**Text excerpt:**
Juan Juan Almedia, 8 September 2016 — A commission put together by senior management from the Ministries of the Interior and of Public Health in Cuba has released a report that enters into evidence the origin of the entrance of the Zika virus into Holguín Province.
“Soldiers and Doctors,” a paraphrase of the title of the book by Carlos Loveira, matches a chain of avoidable oversights and violations, committed in the service area of airport security.
“There are videos from the airport cameras showing the guys who, instead of paying attention to the temperature scanner, left to carry luggage in order to get tips from the passengers on international flights.” An officer tells me this unabashedly, and, on cue, he prefers to remain anonymous.
“By doing this,” he continues, “they neglected epidemiological vigilance and Zika came into the province of Holguín. But, apparently, they already took the measures required by the authorities of the Frank País International Airport, and they expelled those implicated, who are at the disposition of the competent body, because their failure to perform their duties facilitated the propagation of this illness in the province.”
My interlocutor says, “The miserable salary that the customs agents receive and the lack of incentives for those in charge of looking after border security was what really provoked the failure or negligence in airport protocol, permitting someone infected to come into the Holguín region, and the later development of new ’autonomous’ cases that, as you know, are residents in the city of Holguín who have never traveled abroad.”
A doctor in the province with authority on the subject added, “Now what is most worrisome is controlling the vector, meaning the mosquito, Aedes Aegypti. Although they are taking precautions to identify the possible existence of new cases and are studying the viability of taking samples from animals and/or humans in order to develop vaccines, in addition to coordinating health actions with various institutions and raising the consciousness of the population with vigilance and vector control, all these things seem to be insufficient, because we still have it here and we know that the mosquito is changing its usual behavior.”
This past February, the World Health Organization declared the Zika virus a world health emergency.
From La Voz del Morro, by Juan Juan Almeida.

**Data records:**
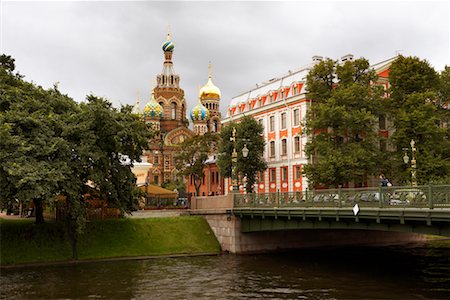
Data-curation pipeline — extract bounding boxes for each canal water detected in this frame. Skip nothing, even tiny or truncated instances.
[0,240,450,299]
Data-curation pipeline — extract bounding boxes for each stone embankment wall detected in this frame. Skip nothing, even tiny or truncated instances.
[191,195,426,253]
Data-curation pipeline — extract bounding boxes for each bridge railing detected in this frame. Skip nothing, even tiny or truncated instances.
[234,185,450,208]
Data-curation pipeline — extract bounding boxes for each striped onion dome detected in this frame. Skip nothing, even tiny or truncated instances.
[143,92,163,118]
[162,34,175,52]
[191,100,209,122]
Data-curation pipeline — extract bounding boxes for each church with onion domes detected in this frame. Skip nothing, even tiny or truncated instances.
[133,34,223,195]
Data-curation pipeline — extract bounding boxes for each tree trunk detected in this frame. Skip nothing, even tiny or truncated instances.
[33,199,45,224]
[194,178,201,197]
[67,216,78,260]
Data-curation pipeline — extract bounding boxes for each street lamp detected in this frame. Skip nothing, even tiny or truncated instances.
[402,140,417,186]
[230,127,249,192]
[242,144,248,158]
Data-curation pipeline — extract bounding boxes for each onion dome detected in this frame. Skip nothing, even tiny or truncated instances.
[162,33,175,52]
[143,91,163,118]
[191,100,209,122]
[198,64,221,100]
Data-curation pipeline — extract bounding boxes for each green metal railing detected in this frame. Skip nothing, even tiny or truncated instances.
[234,185,450,209]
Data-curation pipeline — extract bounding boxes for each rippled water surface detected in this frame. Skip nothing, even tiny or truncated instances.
[0,241,450,299]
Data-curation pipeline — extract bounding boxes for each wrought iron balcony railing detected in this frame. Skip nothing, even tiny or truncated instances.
[234,185,450,209]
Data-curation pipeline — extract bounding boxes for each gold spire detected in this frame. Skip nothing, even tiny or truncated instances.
[167,24,170,41]
[133,90,141,114]
[152,79,155,100]
[198,62,222,100]
[208,62,212,78]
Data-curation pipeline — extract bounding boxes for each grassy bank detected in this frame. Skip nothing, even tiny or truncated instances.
[0,217,220,265]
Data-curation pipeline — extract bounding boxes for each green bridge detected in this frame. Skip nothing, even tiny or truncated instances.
[232,185,450,237]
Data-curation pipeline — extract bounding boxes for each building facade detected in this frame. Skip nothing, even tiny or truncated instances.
[134,34,223,195]
[222,55,395,193]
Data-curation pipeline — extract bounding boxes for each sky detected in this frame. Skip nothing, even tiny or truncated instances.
[0,0,450,116]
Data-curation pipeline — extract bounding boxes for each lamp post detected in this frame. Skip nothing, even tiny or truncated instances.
[402,140,417,186]
[230,127,249,192]
[230,127,239,192]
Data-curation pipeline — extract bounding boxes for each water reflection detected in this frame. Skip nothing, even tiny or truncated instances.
[0,243,450,299]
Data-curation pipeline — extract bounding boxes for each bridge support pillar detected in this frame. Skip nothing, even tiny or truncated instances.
[204,214,426,254]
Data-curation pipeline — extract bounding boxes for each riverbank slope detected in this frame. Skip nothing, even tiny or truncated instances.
[0,216,220,266]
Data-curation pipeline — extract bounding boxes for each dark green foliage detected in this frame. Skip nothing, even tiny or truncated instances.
[304,59,383,187]
[387,56,450,184]
[0,56,152,258]
[217,116,267,193]
[175,133,219,196]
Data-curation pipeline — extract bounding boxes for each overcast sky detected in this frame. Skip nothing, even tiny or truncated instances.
[0,0,450,113]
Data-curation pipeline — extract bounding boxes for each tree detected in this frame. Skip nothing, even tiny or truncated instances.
[0,59,152,258]
[0,60,77,224]
[388,56,450,184]
[217,116,267,193]
[304,58,382,187]
[174,132,219,196]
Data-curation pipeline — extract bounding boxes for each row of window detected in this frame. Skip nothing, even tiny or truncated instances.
[189,171,219,185]
[258,166,302,183]
[269,136,300,157]
[230,85,300,114]
[259,108,300,132]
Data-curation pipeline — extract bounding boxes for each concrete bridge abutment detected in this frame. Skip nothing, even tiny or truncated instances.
[191,195,426,254]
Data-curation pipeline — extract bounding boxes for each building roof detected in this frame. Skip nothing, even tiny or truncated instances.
[230,64,313,107]
[139,184,178,198]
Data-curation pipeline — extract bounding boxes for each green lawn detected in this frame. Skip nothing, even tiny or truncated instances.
[0,217,220,265]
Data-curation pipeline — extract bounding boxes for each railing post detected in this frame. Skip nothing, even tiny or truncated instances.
[428,184,433,209]
[378,186,384,208]
[338,186,342,207]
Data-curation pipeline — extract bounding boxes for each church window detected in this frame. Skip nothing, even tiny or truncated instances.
[269,169,276,182]
[171,102,177,120]
[294,136,300,153]
[281,167,288,181]
[294,109,300,126]
[281,113,286,129]
[281,139,287,155]
[295,166,302,180]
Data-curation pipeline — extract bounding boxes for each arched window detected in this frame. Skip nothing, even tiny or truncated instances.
[171,102,177,120]
[281,139,287,155]
[294,136,300,153]
[269,141,275,157]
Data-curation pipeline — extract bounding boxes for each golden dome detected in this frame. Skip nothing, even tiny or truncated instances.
[198,76,222,100]
[198,63,222,100]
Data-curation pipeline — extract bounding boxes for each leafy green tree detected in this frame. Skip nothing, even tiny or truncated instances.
[217,116,267,193]
[174,133,219,196]
[0,57,152,257]
[388,56,450,184]
[304,58,383,187]
[0,65,77,224]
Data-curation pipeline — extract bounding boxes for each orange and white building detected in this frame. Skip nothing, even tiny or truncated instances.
[222,55,395,193]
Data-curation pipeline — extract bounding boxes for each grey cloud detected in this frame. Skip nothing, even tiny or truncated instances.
[1,1,450,117]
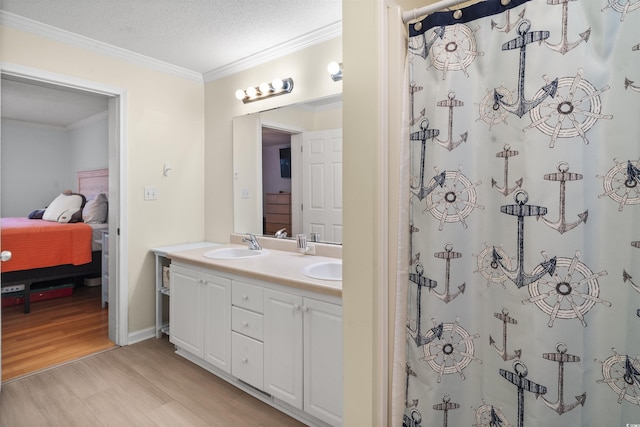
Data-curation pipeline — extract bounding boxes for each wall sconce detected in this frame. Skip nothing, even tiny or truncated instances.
[327,61,342,82]
[236,78,293,104]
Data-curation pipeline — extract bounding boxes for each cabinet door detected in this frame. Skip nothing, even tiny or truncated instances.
[303,298,343,426]
[264,289,303,409]
[202,274,231,373]
[169,265,204,357]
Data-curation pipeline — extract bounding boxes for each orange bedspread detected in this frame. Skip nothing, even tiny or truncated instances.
[0,218,92,273]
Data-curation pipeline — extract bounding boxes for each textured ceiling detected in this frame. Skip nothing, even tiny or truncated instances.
[0,0,342,127]
[0,0,342,74]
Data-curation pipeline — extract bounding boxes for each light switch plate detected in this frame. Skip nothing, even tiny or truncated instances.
[144,187,158,200]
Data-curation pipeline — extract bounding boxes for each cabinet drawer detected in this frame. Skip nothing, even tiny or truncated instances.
[231,332,264,390]
[231,307,264,341]
[231,280,264,313]
[265,213,291,224]
[264,193,291,205]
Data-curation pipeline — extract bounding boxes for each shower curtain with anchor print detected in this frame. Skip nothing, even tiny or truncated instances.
[395,0,640,427]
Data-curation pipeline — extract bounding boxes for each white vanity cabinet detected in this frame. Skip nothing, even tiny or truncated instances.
[169,264,231,373]
[169,260,343,427]
[264,289,343,426]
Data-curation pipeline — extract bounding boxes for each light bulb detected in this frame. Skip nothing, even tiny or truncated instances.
[259,82,271,95]
[246,86,258,98]
[327,61,340,76]
[271,78,284,91]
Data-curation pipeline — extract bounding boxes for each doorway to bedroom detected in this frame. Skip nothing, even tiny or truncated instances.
[0,68,127,381]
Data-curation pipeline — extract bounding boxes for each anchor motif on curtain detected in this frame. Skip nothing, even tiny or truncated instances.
[429,24,484,80]
[524,69,613,148]
[538,162,589,234]
[434,91,468,151]
[499,360,547,427]
[493,19,558,117]
[597,159,640,212]
[423,168,484,231]
[409,27,444,59]
[522,251,611,328]
[420,318,482,383]
[433,394,460,427]
[544,0,591,55]
[594,348,640,405]
[602,0,640,22]
[474,243,512,289]
[491,144,523,196]
[622,240,640,317]
[473,399,513,427]
[404,362,419,408]
[489,308,522,361]
[402,409,422,427]
[491,7,527,33]
[622,240,640,294]
[429,243,466,303]
[407,263,443,347]
[624,44,640,92]
[409,83,426,126]
[492,190,556,289]
[542,342,587,415]
[409,119,446,200]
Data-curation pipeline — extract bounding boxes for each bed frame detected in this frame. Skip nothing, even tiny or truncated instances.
[1,169,109,314]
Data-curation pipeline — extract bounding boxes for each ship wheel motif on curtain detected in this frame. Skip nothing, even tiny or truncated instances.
[594,348,640,405]
[524,69,613,148]
[423,168,484,231]
[472,399,513,427]
[597,159,640,212]
[473,243,515,289]
[522,251,611,328]
[426,24,484,80]
[420,318,482,382]
[602,0,640,22]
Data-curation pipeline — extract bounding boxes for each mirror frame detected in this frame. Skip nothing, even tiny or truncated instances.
[232,94,343,244]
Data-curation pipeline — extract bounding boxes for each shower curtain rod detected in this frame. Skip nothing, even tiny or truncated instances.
[402,0,482,24]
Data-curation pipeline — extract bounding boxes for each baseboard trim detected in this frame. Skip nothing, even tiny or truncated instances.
[127,326,156,345]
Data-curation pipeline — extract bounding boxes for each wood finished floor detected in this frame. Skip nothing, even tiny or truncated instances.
[0,337,304,427]
[1,286,114,381]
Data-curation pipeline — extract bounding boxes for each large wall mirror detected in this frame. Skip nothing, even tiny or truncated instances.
[233,95,342,243]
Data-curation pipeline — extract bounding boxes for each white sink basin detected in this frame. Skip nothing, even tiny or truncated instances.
[302,261,342,280]
[204,248,265,259]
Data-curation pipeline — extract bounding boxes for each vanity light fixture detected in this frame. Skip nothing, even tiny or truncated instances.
[327,61,342,82]
[236,78,293,104]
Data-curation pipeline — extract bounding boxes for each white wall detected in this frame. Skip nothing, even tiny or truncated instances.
[205,37,342,242]
[0,25,204,333]
[0,119,76,217]
[68,111,109,179]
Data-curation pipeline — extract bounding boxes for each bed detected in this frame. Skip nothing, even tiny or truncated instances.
[0,169,109,313]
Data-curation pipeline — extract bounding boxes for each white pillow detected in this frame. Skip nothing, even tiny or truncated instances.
[82,193,109,224]
[42,193,85,222]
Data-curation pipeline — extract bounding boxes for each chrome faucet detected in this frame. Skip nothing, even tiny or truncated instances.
[242,233,262,251]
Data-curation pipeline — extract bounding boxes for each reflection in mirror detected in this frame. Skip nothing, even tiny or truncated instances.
[233,96,342,243]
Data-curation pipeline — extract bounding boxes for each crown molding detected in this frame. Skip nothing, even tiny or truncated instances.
[203,21,342,83]
[0,10,342,82]
[0,10,202,82]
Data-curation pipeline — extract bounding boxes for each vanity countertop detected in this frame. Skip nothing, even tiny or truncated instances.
[167,243,342,297]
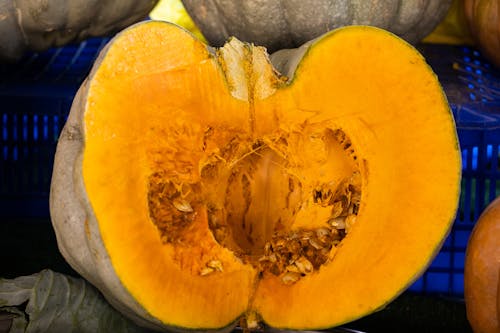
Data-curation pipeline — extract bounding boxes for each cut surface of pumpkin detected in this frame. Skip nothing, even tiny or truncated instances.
[51,21,460,329]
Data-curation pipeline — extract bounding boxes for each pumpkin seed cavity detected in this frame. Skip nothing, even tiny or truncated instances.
[148,128,362,284]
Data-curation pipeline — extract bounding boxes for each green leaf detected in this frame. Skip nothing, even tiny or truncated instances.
[0,270,149,333]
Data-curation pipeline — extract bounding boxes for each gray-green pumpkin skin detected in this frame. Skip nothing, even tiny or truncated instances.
[182,0,452,52]
[0,0,158,62]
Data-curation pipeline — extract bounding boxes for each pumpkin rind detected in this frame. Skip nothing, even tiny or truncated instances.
[464,198,500,333]
[182,0,451,52]
[463,0,500,68]
[0,0,157,61]
[51,21,461,330]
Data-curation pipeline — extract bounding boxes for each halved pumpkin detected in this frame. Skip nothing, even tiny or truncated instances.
[51,21,461,330]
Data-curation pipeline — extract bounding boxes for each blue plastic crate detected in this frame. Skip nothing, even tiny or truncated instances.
[0,39,500,297]
[410,45,500,297]
[0,38,108,219]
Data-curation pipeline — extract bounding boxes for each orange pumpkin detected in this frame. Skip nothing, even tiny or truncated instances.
[51,21,461,332]
[464,0,500,67]
[464,197,500,333]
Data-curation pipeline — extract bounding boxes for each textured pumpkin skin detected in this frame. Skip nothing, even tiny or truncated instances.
[182,0,451,52]
[50,22,460,332]
[464,198,500,333]
[464,0,500,68]
[0,0,157,61]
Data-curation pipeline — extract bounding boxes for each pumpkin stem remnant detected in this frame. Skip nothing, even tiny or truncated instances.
[148,128,362,284]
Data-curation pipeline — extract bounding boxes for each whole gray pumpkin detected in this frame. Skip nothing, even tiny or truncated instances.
[182,0,452,52]
[0,0,158,61]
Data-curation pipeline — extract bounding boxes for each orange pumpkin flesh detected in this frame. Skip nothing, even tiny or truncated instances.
[56,22,460,329]
[464,198,500,333]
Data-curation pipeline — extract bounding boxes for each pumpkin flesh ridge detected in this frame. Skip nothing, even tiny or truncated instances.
[254,27,461,329]
[83,24,254,328]
[83,22,460,328]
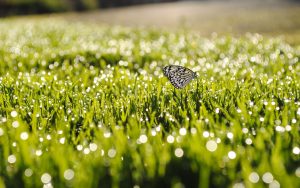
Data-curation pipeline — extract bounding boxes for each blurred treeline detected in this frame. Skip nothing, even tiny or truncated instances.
[0,0,177,16]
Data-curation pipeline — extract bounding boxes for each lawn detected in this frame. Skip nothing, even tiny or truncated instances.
[0,18,300,188]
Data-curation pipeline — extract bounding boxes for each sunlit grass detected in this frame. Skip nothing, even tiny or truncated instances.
[0,20,300,187]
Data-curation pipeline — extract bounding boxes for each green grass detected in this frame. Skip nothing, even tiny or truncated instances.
[0,19,300,187]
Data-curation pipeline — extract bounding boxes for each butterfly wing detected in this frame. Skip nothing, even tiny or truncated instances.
[163,65,196,89]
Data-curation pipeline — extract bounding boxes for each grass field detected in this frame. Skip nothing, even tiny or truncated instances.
[0,19,300,188]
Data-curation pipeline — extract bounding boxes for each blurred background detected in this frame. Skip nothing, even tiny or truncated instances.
[0,0,300,44]
[0,0,299,17]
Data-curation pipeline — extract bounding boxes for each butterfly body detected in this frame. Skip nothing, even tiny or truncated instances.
[163,65,197,89]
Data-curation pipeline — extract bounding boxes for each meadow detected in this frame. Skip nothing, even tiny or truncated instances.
[0,18,300,188]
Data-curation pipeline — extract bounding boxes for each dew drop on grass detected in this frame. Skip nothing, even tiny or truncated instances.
[249,172,259,183]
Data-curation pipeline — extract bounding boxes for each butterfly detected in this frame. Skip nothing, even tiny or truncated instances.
[163,65,197,89]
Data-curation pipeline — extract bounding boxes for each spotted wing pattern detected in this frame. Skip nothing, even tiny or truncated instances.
[163,65,196,89]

**What this task involves:**
In the article on Zika reaching Holguín Province, what did the World Health Organization declare the Zika virus this past February? The listing comes from a separate source, not from the text.

**Reply to the exercise:**
A world health emergency.